**REQUIRED TASK**
In the article on apparel brands' green marketing, what share of consumers in the recent Nielsen survey felt strongly that companies should help improve the environment?

By Adrianne Pasquarelli, Ad Age
Nearly every apparel marketer is following consumer demand by leaping onto the green wagon.
Banana Republic is plugging its vegan suede jackets. J. Crew’s Madewell brand is urging consumers to turn their “old jeans” into “new homes” through its denim recycling program. Even fast-fashion giants, such as H&M and Uniqlo, which by definition are the opposite of ethically sourced apparel, are touting organic collections or recycling initiatives. Nearly every apparel marketer is following consumer demand by leaping onto the green wagon.
“Sustainability used to be seen as a nice-to-have and a fringe trend, but now it’s a core differentiator and a way consumers are really deciding between brands,” says Lucie Greene, worldwide director of the Innovation Group and JWTIntelligence.com at Wunderman Thompson. New generations of buyers, specifically millennials and Gen Z, care more about the earth they’re poised to inherit and have adjusted their spending accordingly. Indeed, in a recent Nielsen survey, 81 percent of consumers said they felt strongly that companies should help improve the environment.
Of course, incorporating some type of environmentally friendly practices into a label could mean a variety of things. Some brands use recycled materials to produce their wares; others claim to recycle goods after they’ve been purchased. Uniqlo, for example, has a recycling drop-off bin at its stores for consumers to leave unwanted clothing. Other companies, like direct-to-consumer player Everlane, market radical transparency so shoppers know how goods are produced every step of the way. Sustainability can also mean ethical production, in which workers are treated fairly and paid well, and sourcing materials in an environmentally friendly way.
This lack of a clear definition of terms is proving both beneficial and burdensome for brands grappling with how to best market their environmental consciousness to consumers. Some have gotten in trouble for inauthenticity, or when common practices, like Burberry’s burning of excess goods last year, come to light on social media. Meanwhile, new apps for consumers provide brand ratings based on environmental impact, making it even more imperative for brands to get it right with their marketing messaging.

**SUPPLIED ENTRIES**
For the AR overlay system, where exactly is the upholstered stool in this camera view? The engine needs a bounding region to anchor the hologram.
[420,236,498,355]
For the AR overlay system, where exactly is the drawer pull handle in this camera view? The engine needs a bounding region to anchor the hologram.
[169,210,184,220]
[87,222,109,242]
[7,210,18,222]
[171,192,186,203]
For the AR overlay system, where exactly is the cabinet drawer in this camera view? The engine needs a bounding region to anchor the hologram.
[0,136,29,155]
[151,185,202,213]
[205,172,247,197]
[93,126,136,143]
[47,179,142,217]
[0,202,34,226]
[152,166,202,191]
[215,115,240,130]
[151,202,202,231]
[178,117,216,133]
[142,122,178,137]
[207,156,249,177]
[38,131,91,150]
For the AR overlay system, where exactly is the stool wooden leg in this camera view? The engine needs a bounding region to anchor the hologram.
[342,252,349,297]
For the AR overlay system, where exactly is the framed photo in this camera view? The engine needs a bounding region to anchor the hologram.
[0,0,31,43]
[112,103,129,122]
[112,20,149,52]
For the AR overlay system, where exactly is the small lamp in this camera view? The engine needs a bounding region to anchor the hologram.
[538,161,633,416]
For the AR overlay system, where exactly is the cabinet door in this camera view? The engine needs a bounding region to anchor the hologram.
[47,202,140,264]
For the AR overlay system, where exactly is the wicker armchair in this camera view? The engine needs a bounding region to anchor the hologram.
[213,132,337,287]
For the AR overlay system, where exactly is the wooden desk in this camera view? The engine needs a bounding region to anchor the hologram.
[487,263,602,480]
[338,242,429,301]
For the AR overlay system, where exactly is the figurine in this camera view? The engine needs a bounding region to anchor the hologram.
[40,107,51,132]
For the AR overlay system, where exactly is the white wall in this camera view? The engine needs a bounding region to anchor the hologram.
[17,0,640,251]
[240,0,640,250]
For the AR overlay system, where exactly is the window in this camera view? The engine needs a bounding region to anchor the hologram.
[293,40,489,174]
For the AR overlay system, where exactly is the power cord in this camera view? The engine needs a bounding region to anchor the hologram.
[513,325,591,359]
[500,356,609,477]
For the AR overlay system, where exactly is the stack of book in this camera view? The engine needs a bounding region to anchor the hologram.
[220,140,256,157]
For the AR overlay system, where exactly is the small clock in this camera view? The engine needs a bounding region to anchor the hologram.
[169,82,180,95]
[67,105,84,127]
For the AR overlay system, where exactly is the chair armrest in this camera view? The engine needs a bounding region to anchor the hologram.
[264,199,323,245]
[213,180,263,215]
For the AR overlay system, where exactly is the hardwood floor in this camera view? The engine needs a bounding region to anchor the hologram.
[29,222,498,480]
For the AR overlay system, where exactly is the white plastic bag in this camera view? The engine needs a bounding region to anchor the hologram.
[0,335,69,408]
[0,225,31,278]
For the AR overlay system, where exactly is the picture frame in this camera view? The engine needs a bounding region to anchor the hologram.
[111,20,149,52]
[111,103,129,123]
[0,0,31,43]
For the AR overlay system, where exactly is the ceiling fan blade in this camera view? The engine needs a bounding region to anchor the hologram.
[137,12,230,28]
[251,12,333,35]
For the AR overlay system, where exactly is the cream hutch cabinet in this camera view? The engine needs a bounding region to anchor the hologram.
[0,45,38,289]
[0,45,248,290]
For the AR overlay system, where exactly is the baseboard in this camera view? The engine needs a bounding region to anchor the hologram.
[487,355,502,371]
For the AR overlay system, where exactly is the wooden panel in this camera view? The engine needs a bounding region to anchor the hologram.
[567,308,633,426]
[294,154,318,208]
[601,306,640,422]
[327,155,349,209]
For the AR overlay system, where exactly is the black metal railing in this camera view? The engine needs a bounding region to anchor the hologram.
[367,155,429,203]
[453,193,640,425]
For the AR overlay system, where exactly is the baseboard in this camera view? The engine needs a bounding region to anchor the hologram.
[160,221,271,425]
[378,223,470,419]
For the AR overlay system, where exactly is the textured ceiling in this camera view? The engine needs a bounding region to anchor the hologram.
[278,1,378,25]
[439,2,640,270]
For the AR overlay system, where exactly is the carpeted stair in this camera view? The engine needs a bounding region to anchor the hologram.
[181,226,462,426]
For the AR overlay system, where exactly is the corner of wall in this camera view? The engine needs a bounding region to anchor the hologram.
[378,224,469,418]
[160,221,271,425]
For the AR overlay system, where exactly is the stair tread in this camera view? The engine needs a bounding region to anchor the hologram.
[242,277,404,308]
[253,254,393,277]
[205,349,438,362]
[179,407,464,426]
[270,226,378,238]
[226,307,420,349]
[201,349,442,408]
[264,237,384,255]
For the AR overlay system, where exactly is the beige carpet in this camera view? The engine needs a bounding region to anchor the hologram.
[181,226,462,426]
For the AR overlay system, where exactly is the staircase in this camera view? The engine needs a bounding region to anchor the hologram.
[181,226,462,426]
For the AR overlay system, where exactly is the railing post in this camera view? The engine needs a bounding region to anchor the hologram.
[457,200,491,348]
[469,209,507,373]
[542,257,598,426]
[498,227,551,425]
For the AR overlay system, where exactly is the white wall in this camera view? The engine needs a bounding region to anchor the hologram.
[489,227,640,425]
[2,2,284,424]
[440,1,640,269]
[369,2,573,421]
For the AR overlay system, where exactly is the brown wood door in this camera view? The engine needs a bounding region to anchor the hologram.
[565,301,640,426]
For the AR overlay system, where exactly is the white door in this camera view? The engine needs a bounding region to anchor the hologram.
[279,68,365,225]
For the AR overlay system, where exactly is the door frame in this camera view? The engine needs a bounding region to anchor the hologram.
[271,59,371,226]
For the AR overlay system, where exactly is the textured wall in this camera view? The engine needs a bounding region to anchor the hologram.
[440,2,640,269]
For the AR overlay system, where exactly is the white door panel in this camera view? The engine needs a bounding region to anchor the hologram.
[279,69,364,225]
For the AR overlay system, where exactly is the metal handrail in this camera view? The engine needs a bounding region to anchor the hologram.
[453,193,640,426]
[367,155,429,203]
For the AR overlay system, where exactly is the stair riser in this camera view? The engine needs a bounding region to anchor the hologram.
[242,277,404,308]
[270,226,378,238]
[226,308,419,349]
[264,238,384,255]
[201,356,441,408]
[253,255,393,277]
==
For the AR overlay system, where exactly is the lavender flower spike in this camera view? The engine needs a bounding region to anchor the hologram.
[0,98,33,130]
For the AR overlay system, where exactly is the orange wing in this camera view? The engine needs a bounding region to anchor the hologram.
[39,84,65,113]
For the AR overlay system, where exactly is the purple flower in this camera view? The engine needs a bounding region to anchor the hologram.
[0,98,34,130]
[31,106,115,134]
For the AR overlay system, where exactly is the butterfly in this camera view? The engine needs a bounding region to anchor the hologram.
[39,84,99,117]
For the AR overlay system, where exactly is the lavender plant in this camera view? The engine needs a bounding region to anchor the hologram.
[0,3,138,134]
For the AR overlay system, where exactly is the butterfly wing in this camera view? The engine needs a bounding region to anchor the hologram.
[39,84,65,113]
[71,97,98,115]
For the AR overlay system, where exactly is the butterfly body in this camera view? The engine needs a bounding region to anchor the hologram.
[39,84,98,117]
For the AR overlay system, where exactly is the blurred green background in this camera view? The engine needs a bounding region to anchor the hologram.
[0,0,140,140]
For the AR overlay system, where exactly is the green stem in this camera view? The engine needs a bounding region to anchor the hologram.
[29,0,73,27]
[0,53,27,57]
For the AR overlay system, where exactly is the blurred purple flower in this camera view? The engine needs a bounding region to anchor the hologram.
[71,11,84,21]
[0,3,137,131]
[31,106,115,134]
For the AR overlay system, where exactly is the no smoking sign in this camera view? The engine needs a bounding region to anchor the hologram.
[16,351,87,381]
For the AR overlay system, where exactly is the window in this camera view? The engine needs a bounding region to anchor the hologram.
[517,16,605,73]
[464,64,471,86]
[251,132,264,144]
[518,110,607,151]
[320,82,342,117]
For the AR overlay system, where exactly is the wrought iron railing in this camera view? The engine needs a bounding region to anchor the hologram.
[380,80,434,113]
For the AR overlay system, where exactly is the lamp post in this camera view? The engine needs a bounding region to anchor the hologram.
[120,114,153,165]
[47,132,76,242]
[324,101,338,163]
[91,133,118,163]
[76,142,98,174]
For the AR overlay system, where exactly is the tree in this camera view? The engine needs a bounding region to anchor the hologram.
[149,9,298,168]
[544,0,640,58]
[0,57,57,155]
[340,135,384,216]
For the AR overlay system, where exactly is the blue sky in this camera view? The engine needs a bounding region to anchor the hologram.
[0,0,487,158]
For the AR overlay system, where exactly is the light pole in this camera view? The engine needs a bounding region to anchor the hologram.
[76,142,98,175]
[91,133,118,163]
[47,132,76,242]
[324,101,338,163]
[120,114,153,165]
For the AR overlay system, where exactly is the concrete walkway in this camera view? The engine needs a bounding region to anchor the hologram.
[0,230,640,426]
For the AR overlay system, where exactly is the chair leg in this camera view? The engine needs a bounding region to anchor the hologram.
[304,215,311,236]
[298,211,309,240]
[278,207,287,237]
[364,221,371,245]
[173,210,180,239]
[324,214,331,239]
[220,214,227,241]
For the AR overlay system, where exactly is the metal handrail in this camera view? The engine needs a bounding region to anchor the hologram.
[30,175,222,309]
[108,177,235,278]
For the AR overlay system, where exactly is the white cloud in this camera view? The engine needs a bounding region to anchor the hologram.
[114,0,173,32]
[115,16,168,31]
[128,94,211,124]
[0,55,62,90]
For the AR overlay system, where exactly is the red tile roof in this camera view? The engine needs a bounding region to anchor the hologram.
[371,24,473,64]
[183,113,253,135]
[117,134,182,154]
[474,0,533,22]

**ANSWER FOR THE TASK**
81 percent